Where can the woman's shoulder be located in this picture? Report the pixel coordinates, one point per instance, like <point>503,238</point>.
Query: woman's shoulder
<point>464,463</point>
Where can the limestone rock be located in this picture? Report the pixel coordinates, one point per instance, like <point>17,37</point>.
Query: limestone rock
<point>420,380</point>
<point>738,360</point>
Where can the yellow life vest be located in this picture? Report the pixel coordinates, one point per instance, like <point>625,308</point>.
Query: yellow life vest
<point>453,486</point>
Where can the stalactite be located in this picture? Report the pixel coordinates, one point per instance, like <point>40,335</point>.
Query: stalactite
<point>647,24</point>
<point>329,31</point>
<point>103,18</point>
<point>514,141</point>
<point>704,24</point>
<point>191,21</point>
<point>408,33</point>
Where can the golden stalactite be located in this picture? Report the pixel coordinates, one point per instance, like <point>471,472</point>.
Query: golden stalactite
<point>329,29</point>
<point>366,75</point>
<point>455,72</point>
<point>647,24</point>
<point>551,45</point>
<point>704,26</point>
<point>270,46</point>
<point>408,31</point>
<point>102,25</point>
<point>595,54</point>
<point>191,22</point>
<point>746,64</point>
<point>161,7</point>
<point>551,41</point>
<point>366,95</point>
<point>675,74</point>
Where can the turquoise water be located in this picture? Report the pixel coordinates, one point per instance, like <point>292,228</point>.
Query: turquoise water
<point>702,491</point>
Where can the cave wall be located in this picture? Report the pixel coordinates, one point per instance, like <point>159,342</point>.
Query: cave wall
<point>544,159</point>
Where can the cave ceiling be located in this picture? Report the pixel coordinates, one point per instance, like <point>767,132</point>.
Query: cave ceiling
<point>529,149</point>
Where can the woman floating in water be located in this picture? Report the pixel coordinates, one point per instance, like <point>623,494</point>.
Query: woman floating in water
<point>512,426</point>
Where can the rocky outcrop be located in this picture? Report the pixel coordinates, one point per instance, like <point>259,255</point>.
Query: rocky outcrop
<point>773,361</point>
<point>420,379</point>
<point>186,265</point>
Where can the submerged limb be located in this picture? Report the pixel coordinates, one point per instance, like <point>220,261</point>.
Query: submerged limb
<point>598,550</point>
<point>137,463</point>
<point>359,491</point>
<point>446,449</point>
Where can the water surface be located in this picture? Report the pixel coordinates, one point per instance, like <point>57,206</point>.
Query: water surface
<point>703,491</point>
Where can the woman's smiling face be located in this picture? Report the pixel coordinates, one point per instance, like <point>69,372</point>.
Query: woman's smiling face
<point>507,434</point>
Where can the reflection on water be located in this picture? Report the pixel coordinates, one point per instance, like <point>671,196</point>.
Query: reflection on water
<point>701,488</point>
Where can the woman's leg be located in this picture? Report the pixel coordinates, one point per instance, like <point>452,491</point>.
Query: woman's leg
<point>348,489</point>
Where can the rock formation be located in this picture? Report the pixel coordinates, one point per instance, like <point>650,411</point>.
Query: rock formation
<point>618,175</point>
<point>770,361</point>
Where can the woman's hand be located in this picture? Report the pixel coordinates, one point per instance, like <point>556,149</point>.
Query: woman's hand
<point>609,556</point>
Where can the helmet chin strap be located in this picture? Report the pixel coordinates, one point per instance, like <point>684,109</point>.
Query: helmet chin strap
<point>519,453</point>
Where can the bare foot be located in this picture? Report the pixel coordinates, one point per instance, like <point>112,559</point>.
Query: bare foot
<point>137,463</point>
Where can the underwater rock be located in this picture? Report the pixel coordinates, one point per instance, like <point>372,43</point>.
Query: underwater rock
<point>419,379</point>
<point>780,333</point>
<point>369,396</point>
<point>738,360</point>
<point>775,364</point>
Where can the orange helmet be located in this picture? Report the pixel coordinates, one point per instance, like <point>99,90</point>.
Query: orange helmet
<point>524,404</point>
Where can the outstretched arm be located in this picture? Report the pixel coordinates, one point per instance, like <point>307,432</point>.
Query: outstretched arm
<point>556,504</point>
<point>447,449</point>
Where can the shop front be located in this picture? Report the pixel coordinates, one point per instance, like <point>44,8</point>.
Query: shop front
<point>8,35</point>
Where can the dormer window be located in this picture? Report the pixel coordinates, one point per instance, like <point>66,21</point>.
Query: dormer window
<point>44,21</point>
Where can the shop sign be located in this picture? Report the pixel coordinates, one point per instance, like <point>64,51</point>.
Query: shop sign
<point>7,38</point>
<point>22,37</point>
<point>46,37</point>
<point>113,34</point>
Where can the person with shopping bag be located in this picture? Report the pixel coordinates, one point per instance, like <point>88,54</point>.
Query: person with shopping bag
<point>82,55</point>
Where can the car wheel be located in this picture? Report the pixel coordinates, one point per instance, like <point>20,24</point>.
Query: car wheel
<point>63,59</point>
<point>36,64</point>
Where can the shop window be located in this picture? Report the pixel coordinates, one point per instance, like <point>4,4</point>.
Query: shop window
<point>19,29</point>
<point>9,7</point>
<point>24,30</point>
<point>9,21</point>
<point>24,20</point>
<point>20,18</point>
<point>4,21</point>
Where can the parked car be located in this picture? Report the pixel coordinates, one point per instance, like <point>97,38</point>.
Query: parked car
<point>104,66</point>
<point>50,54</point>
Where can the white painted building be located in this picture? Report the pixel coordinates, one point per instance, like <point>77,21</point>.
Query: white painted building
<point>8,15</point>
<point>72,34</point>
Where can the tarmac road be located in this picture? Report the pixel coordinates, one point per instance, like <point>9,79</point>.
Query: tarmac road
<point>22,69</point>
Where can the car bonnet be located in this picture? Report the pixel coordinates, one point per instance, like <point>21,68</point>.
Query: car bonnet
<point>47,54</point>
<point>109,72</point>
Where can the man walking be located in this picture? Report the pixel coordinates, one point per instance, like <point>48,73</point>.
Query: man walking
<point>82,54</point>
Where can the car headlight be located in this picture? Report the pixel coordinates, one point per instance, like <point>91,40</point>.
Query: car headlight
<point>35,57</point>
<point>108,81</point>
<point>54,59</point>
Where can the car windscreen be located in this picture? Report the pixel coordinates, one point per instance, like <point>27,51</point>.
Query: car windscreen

==========

▶ _Written exercise_: Rewrite every line of the records above as a numbered list with one line per entry, and leave out any blank lines.

▶ _Solution to the problem_:
1. Where can the woman's shoulder be located in this picture? Report the pixel coordinates, one point per instance, like <point>503,238</point>.
2. Query: woman's shoulder
3. <point>464,463</point>
4. Where can the limestone rock be located in this picture? Report the pixel coordinates, one point per instance, like <point>17,37</point>.
5. Query: limestone rock
6. <point>420,380</point>
7. <point>738,360</point>
8. Where can the yellow life vest be located in this picture? Report the pixel coordinates, one point per instance, like <point>625,308</point>.
9. Query: yellow life vest
10. <point>453,486</point>
11. Where can the stalactite be located in this picture? Report the pixel coordinates, one point per instance, like <point>40,335</point>.
12. Query: stalactite
13. <point>647,24</point>
14. <point>329,31</point>
15. <point>103,18</point>
16. <point>514,141</point>
17. <point>704,24</point>
18. <point>191,21</point>
19. <point>408,33</point>
20. Where can the golden stalactite be located in this picture? Report the pixel coordinates, one point per instance, like <point>471,472</point>.
21. Query: golden stalactite
22. <point>329,29</point>
23. <point>366,75</point>
24. <point>455,72</point>
25. <point>647,24</point>
26. <point>551,45</point>
27. <point>704,26</point>
28. <point>270,46</point>
29. <point>408,31</point>
30. <point>102,25</point>
31. <point>595,54</point>
32. <point>191,22</point>
33. <point>746,64</point>
34. <point>161,7</point>
35. <point>551,41</point>
36. <point>366,95</point>
37. <point>675,74</point>
38. Where can the turquoise water be located in this picture? Report the pixel coordinates, one point per instance, like <point>292,228</point>.
39. Query: turquoise water
40. <point>702,491</point>
41. Where can the cave wall be located in this picture? Report the pixel coordinates, one point per instance, like <point>159,342</point>.
42. Query: cave wall
43. <point>544,159</point>
44. Where can the cave ceiling be located in this picture? Report the pixel coordinates, one point per instance, like <point>767,132</point>.
45. Query: cave ceiling
46. <point>529,149</point>
47. Where can the woman floating in water be located in this picture? Report the pixel coordinates, one point per instance, like <point>623,494</point>.
48. Query: woman floating in water
49. <point>512,426</point>
50. Where can the rocky outcrop be located in this picture? Report the pixel coordinates, one point per instance, like <point>259,255</point>.
51. Query: rocky outcrop
52. <point>773,361</point>
53. <point>420,379</point>
54. <point>186,265</point>
55. Where can the submerged limb be located in this picture? Report the pixel coordinates, one point per instance, like <point>220,261</point>.
56. Query: submerged limb
57. <point>598,550</point>
58. <point>137,463</point>
59. <point>359,491</point>
60. <point>446,449</point>
61. Where can the water surface be located in this picture? Report the pixel coordinates, one point per instance, like <point>57,206</point>.
62. Query: water surface
63. <point>703,491</point>
64. Where can the woman's smiling face be located in this picture? Report the pixel coordinates, one point per instance, like <point>69,372</point>.
65. Query: woman's smiling face
66. <point>507,434</point>
67. Where can the reflection on water be located in this picture? Report the pixel coordinates, one point per instance, like <point>671,196</point>.
68. Query: reflection on water
69. <point>701,488</point>
70. Where can the woman's leg be located in this picture? Report the pixel coordinates, one point per instance, like <point>452,491</point>.
71. Query: woman's leg
72. <point>348,489</point>
73. Where can the rock formation be located in this picture? Report the pixel coordinates, one point per instance, like <point>650,411</point>.
74. Query: rock formation
75. <point>618,175</point>
76. <point>770,361</point>
77. Where can the woman's hand be located in this picture? Report the pixel coordinates, one point per instance, like <point>556,149</point>.
78. Query: woman's hand
79. <point>609,556</point>
80. Where can the helmet chin strap be located in this picture? Report the pixel coordinates, one point per instance, like <point>684,109</point>.
81. Query: helmet chin strap
82. <point>519,453</point>
83. Where can the bare foot be located in this picture? Report the pixel coordinates, one point per instance, like <point>112,559</point>.
84. Query: bare foot
85. <point>137,463</point>
86. Where can the underwater rock be located in this picture? Report the pixel coordinates, one point per instance, like <point>372,43</point>.
87. Query: underwater rock
88. <point>419,379</point>
89. <point>780,333</point>
90. <point>369,396</point>
91. <point>738,360</point>
92. <point>775,364</point>
93. Where can the orange helmet be located in this picture? Report the pixel coordinates, one point per instance, like <point>99,90</point>.
94. Query: orange helmet
95. <point>524,404</point>
96. Where can the outstretched arm be located in this picture? Report the pixel coordinates, one point per instance, like <point>307,432</point>.
97. Query: outstretched arm
98. <point>556,504</point>
99. <point>447,449</point>
100. Where can the shop front be located in this picture? Report the pixel coordinates, one point per instance, like <point>44,8</point>.
101. Query: shop front
102. <point>8,35</point>
103. Where can the dormer window be located in this picture? Report the pixel coordinates, one point per instance, like <point>66,21</point>.
104. Query: dormer window
105. <point>44,21</point>
106. Where can the shop sign be located in this picture? Report the pixel coordinates, one point per instance, like <point>64,51</point>.
107. Query: shop sign
108. <point>7,38</point>
109. <point>22,37</point>
110. <point>46,37</point>
111. <point>113,34</point>
112. Where can the person with shopping bag be located in this picture? Report the pixel coordinates, one point per instance, like <point>88,54</point>.
113. Query: person with shopping bag
114. <point>82,55</point>
115. Where can the car wheel be located in this picture? Report the pixel coordinates, one point per instance, like <point>20,24</point>.
116. Query: car wheel
117. <point>63,59</point>
118. <point>36,64</point>
119. Where can the shop window be located in this picture? Report the pixel coordinates, one point per instance, like <point>4,4</point>.
120. Query: shop window
121. <point>19,29</point>
122. <point>9,7</point>
123. <point>24,30</point>
124. <point>9,21</point>
125. <point>24,20</point>
126. <point>20,18</point>
127. <point>4,21</point>
128. Where can the parked car be located in this picture? Report the pixel coordinates, one point per instance, like <point>97,38</point>.
129. Query: parked car
130. <point>104,66</point>
131. <point>50,54</point>
132. Where can the white painted building be located in this picture? Report the pixel coordinates, one point per instance, like <point>77,21</point>.
133. Query: white painted building
134. <point>8,15</point>
135. <point>72,34</point>
136. Where can the tarmac road be located in this picture? Report the pixel coordinates, one point per instance, like <point>9,79</point>.
137. Query: tarmac road
138. <point>22,69</point>
139. Where can the car bonnet be located in this picture? Report the pixel coordinates, one point per instance, like <point>21,68</point>.
140. Query: car bonnet
141. <point>47,54</point>
142. <point>109,72</point>
143. Where can the man walking be located in this picture? Report the pixel coordinates, one point per instance, like <point>48,73</point>.
144. Query: man walking
145. <point>82,54</point>
146. Where can the car headlight be located in this picture? Report the pixel coordinates, one point per instance, like <point>91,40</point>.
147. Query: car headlight
148. <point>35,57</point>
149. <point>108,81</point>
150. <point>54,59</point>
151. Where can the car windscreen be located in this picture? Report the pixel coordinates, one point per instance, like <point>27,51</point>.
152. Query: car windscreen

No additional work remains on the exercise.